RFR: 8315923: pretouch_memory by atomic-add-0 fragments huge pages unexpectedly [v17]

Thu Dec 28 20:20:01 UTC 2023

On Thu, 14 Dec 2023 11:14:00 GMT, Johan Sjölen <jsjolen at openjdk.org> wrote:

>> Liming Liu has updated the pull request incrementally with one additional commit since the last revision:
>> 
>>   Replace to char* when type casting
>
> test/hotspot/gtest/runtime/test_os_linux.cpp line 377:
> 
>> 375:   EXPECT_TRUE(os::release_memory(heap, 1 * G));
>> 376:   UseTransparentHugePages = useThp;
>> 377: }
> 
> This seems like it's concurrently running `madvise(..., MADV_POPULATE_WRITE)`, correct? This is not what I meant.
> 
> What I meant was having at least 2 threads, where one thread is running `os::pretouch_memory` and another using the memory for something. For example, 1 thread pretouching, the other thread filling out the memory with an incrementing integer array `[0,1,2,3,4,...]`. I think this is what Kim meant also, or am I the one misunderstanding him?

TASK DETAILS → Translate this sentence from the code review thread above into Spanish: "What I meant was having at least 2 threads, where one thread is running `os::pretouch_memory` and another using the memory for something."

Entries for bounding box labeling
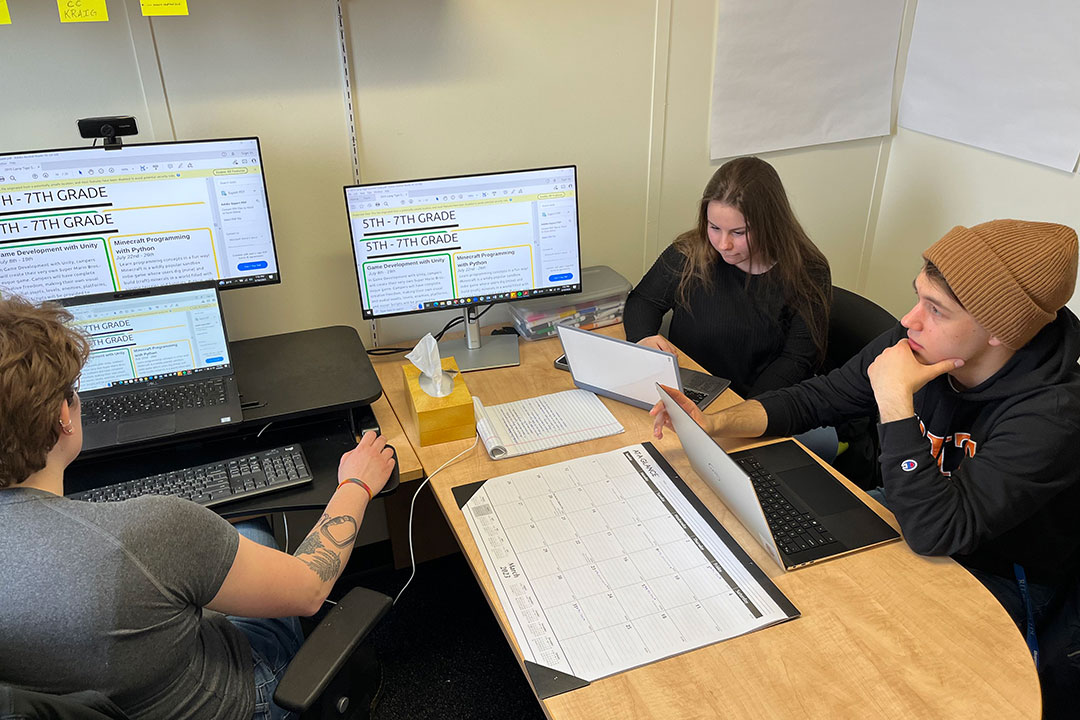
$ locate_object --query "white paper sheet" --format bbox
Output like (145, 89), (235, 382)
(462, 445), (795, 681)
(710, 0), (904, 160)
(473, 390), (624, 460)
(899, 0), (1080, 171)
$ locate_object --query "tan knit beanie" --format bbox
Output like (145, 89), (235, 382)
(922, 220), (1077, 350)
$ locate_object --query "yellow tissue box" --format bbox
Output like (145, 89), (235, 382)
(402, 357), (476, 446)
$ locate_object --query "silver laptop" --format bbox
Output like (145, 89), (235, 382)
(60, 281), (242, 450)
(555, 325), (731, 409)
(657, 385), (900, 570)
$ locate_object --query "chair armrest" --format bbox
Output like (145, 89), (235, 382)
(273, 587), (393, 712)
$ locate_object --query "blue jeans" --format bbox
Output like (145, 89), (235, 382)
(228, 517), (303, 720)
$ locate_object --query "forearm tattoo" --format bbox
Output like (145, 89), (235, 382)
(294, 513), (356, 583)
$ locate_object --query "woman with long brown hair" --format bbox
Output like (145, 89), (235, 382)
(623, 158), (833, 397)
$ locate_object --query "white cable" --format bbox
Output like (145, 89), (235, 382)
(394, 433), (480, 604)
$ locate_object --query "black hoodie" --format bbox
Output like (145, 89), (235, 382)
(755, 308), (1080, 585)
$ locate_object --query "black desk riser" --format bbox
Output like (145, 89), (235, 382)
(65, 325), (397, 517)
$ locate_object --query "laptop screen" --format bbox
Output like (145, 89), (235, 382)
(65, 283), (230, 393)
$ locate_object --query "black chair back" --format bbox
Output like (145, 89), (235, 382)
(822, 285), (897, 372)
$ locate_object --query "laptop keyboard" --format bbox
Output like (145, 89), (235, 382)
(683, 388), (707, 405)
(735, 458), (836, 555)
(68, 445), (311, 507)
(82, 378), (226, 425)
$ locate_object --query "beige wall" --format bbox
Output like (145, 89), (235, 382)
(867, 128), (1080, 314)
(12, 0), (1080, 344)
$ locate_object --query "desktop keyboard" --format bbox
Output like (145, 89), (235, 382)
(68, 445), (311, 507)
(735, 458), (836, 555)
(82, 378), (226, 425)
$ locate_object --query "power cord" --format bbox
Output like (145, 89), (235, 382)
(394, 433), (480, 604)
(367, 302), (495, 356)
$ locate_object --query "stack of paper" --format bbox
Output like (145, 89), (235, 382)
(473, 390), (623, 460)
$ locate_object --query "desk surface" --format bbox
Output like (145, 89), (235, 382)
(373, 325), (1041, 720)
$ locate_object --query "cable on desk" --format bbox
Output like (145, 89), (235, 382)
(367, 302), (495, 356)
(394, 433), (480, 604)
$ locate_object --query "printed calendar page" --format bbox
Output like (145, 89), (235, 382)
(462, 444), (798, 681)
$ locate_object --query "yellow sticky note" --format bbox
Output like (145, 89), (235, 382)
(139, 0), (188, 17)
(56, 0), (109, 23)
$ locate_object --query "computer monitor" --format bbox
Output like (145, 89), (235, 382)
(345, 165), (581, 370)
(0, 137), (280, 301)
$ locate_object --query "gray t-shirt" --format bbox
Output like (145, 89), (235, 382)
(0, 486), (255, 720)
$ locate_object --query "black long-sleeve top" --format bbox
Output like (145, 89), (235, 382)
(623, 245), (832, 397)
(757, 308), (1080, 586)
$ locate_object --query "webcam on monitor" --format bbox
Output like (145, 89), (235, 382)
(78, 116), (138, 149)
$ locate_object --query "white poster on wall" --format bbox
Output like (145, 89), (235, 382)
(710, 0), (904, 160)
(899, 0), (1080, 171)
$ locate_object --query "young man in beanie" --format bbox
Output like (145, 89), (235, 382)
(652, 220), (1080, 718)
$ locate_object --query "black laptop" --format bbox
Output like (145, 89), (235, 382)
(60, 281), (242, 450)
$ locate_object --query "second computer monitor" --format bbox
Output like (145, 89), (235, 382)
(0, 137), (279, 301)
(345, 165), (581, 318)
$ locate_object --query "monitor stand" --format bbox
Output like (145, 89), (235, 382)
(438, 305), (522, 372)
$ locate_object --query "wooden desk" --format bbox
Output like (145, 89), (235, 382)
(374, 326), (1041, 720)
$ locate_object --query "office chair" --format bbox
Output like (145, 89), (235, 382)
(0, 587), (392, 720)
(822, 285), (896, 490)
(822, 285), (897, 372)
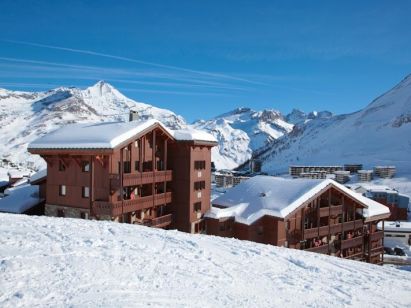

RESPONSE BELOW → Lo que quería decir era tener al menos 2 hilos, donde un hilo ejecuta `os::pretouch_memory` y otro usa la memoria para algo.